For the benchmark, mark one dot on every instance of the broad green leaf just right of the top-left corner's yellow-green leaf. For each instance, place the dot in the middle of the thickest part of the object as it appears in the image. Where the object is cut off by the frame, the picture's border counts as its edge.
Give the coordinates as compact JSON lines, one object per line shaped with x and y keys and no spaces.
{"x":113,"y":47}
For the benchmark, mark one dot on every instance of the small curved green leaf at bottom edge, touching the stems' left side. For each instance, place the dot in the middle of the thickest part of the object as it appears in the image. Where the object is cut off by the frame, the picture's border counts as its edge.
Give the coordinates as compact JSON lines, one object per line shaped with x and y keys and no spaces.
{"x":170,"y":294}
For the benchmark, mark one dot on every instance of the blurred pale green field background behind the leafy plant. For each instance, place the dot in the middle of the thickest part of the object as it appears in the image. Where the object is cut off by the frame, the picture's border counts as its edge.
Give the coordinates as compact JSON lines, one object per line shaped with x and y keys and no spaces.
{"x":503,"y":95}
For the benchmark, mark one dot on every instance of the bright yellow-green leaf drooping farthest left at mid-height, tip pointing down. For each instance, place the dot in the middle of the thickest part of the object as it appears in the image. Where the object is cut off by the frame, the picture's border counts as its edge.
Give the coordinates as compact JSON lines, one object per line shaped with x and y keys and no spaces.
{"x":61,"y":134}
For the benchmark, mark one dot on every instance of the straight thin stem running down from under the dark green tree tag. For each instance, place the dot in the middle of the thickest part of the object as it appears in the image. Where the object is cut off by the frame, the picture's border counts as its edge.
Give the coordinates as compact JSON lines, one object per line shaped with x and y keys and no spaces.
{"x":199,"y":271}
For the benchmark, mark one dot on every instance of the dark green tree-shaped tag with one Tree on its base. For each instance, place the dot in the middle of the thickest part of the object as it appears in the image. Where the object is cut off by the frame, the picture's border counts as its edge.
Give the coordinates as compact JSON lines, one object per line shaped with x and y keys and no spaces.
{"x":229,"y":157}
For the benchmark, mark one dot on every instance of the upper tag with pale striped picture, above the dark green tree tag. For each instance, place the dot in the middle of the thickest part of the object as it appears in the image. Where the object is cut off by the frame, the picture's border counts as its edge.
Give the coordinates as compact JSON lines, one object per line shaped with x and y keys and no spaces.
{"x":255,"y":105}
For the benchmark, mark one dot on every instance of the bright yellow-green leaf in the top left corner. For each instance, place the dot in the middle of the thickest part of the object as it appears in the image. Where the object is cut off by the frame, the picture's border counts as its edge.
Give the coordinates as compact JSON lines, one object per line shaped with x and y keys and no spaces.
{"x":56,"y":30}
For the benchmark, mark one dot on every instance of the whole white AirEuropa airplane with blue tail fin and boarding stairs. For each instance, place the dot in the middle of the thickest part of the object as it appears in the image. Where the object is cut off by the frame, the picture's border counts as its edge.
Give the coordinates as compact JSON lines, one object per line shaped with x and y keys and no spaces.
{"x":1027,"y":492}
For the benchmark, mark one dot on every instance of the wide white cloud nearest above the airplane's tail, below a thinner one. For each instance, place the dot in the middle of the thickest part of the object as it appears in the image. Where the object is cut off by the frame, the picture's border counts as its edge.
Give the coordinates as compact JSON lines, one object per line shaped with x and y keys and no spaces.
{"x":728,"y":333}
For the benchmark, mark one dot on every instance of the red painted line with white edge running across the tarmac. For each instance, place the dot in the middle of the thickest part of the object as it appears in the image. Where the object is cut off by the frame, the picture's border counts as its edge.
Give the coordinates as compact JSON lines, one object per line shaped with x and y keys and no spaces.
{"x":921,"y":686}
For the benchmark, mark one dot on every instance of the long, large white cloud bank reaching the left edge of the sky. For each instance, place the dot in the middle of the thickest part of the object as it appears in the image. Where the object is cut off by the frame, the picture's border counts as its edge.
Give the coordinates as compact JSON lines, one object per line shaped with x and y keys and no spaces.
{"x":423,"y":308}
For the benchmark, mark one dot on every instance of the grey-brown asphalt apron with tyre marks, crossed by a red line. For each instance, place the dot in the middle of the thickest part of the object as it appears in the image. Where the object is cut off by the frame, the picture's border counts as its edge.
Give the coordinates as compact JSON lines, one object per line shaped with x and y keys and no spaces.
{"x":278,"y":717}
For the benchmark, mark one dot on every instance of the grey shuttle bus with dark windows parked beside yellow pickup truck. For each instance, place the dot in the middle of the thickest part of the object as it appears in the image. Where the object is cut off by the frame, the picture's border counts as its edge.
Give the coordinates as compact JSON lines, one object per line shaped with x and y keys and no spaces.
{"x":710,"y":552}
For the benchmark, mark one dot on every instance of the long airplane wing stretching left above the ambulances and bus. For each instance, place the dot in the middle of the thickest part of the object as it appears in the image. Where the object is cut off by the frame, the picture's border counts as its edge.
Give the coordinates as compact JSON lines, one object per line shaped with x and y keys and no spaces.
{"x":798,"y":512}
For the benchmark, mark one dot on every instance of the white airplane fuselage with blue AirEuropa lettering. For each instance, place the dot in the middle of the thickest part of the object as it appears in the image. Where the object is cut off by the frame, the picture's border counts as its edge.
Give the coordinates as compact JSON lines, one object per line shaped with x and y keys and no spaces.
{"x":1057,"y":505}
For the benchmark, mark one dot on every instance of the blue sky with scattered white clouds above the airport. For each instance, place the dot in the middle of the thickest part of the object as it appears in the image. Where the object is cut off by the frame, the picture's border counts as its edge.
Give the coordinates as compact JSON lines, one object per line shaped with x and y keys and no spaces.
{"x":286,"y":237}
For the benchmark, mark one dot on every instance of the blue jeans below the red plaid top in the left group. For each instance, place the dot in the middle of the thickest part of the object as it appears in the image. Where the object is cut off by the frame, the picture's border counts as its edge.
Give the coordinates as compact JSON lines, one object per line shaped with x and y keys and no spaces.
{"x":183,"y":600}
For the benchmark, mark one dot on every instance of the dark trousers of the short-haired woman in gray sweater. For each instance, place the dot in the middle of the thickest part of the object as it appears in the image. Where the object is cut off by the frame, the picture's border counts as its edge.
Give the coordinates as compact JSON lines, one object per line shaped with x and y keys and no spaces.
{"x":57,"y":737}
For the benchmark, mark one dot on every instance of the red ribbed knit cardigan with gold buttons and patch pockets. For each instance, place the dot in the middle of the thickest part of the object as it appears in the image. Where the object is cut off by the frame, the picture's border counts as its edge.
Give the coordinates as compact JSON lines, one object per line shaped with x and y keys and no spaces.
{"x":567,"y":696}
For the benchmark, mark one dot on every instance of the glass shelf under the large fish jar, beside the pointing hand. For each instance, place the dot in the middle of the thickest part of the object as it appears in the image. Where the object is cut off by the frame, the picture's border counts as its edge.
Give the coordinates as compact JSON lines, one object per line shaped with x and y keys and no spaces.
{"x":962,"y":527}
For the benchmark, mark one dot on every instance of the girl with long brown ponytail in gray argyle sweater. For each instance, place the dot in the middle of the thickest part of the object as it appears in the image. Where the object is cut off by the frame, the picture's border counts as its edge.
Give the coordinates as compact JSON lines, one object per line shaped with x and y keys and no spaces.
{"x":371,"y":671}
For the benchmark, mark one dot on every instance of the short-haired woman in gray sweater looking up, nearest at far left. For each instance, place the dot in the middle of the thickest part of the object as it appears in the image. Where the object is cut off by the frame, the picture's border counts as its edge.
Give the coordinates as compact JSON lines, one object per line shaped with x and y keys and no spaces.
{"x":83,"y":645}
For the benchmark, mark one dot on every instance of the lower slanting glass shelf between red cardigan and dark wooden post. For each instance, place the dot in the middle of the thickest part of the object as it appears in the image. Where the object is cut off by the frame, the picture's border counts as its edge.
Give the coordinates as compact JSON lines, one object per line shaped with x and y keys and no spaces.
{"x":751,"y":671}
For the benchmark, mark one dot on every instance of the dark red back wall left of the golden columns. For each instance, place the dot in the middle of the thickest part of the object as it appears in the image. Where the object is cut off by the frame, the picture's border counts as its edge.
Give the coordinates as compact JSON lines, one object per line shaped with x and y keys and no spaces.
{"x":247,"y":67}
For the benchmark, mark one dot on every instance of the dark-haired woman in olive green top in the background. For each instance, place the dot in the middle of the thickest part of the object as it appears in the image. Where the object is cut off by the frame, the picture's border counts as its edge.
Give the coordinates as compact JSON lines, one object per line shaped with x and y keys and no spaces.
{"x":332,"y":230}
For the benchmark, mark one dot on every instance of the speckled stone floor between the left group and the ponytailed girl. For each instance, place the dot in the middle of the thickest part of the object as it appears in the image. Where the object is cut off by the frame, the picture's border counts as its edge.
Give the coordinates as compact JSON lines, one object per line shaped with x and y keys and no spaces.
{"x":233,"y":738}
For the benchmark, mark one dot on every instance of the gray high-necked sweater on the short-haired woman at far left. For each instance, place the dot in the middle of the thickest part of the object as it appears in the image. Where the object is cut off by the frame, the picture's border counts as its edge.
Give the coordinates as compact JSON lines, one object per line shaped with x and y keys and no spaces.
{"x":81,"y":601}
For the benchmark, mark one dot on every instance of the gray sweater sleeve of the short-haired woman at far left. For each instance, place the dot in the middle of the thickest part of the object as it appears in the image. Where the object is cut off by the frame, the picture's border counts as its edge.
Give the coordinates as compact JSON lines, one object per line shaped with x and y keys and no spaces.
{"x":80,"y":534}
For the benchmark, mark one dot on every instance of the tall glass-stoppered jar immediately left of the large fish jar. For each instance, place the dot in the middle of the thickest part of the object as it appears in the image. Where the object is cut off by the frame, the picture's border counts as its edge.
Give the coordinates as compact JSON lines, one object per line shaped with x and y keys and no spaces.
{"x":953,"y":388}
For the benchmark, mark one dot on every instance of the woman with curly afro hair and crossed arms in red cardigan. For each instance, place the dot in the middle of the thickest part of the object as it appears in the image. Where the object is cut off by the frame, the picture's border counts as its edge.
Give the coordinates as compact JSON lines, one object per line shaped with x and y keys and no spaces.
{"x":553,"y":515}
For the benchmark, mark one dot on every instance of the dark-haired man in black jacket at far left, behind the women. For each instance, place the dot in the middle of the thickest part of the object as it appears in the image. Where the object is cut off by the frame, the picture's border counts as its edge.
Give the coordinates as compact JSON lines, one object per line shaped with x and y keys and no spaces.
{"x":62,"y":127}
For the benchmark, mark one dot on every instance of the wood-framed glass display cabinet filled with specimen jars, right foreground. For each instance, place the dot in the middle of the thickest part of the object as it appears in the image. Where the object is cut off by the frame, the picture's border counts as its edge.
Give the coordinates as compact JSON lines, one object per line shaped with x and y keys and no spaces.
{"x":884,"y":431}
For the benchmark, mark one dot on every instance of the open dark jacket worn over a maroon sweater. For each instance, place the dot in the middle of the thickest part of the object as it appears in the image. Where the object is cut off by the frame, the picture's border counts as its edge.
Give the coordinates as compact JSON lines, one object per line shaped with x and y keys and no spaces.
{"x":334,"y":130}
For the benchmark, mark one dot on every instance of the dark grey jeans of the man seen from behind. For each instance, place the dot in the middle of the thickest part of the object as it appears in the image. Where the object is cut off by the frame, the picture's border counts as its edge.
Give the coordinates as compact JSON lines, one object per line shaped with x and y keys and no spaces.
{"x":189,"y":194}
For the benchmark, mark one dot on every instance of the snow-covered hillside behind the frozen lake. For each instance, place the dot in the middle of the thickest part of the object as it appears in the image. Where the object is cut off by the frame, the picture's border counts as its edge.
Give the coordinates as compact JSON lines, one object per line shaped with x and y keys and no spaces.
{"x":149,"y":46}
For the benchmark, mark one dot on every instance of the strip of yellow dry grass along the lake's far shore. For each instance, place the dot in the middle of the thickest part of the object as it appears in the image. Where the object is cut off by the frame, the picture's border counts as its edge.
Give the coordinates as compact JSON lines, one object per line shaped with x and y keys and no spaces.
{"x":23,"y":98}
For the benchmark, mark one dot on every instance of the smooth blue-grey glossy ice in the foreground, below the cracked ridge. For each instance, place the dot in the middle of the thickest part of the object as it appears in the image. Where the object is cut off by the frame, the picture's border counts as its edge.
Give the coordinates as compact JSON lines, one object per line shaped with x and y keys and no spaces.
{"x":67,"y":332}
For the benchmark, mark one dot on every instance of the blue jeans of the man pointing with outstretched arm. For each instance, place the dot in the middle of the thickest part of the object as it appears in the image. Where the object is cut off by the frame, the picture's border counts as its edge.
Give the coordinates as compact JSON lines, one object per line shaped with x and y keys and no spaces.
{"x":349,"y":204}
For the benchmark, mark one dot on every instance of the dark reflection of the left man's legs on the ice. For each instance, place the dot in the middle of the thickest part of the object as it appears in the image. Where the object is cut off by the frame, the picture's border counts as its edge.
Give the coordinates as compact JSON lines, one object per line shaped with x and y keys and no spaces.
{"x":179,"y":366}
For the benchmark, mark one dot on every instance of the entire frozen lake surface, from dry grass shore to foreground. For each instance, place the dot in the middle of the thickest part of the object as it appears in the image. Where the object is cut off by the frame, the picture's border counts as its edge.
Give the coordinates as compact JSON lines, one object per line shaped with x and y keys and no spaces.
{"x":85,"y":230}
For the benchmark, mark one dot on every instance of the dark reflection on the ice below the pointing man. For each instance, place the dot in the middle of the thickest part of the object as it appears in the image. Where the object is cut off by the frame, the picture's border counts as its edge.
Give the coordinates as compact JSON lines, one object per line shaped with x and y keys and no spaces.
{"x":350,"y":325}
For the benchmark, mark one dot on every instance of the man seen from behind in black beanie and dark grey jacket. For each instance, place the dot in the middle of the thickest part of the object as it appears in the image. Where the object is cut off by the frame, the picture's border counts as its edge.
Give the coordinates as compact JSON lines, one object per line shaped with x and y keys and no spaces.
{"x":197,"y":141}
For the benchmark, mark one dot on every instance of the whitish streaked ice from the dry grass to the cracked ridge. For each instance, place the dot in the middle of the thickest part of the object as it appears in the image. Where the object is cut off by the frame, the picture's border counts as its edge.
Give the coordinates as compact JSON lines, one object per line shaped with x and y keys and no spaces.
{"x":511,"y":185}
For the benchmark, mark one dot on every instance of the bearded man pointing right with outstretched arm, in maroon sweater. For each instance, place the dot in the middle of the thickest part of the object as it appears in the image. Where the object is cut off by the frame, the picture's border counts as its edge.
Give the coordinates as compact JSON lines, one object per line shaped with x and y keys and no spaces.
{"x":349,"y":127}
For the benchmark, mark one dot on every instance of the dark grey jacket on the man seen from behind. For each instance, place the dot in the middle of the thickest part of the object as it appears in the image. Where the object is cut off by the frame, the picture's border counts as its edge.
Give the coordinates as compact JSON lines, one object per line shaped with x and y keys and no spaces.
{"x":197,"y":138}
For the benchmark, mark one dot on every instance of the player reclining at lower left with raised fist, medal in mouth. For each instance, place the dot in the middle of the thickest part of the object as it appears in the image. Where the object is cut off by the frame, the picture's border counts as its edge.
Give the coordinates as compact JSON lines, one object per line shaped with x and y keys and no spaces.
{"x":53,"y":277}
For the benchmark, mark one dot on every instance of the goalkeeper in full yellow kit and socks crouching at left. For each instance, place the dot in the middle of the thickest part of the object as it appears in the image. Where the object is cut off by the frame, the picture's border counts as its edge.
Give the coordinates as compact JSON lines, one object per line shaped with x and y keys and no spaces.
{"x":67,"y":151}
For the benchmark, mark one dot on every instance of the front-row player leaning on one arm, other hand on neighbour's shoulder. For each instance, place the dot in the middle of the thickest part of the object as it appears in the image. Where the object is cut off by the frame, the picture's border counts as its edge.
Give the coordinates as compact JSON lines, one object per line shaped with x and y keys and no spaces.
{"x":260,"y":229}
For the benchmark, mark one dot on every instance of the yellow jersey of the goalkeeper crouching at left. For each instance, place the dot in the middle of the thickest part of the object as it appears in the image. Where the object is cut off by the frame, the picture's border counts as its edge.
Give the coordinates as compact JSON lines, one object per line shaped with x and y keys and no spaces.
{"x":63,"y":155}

(Assigned task) For each line in the entries that contains the string "cracked", make a copy.

(Task solution)
For the benchmark, mark one dot on every instance of the smooth blue-grey glossy ice in the foreground, below the cracked ridge. For each instance, place the dot in the middle of the thickest part of the object as it appears in the image. Where the object is cut off by the frame, the picture's border counts as its edge.
For the benchmark, mark one dot on every instance of the whitish streaked ice from the dry grass to the cracked ridge. For each instance, place the dot in the middle of the thickest part of the object as it appears in the image. Where the object is cut off by the frame, the picture's border counts as its edge.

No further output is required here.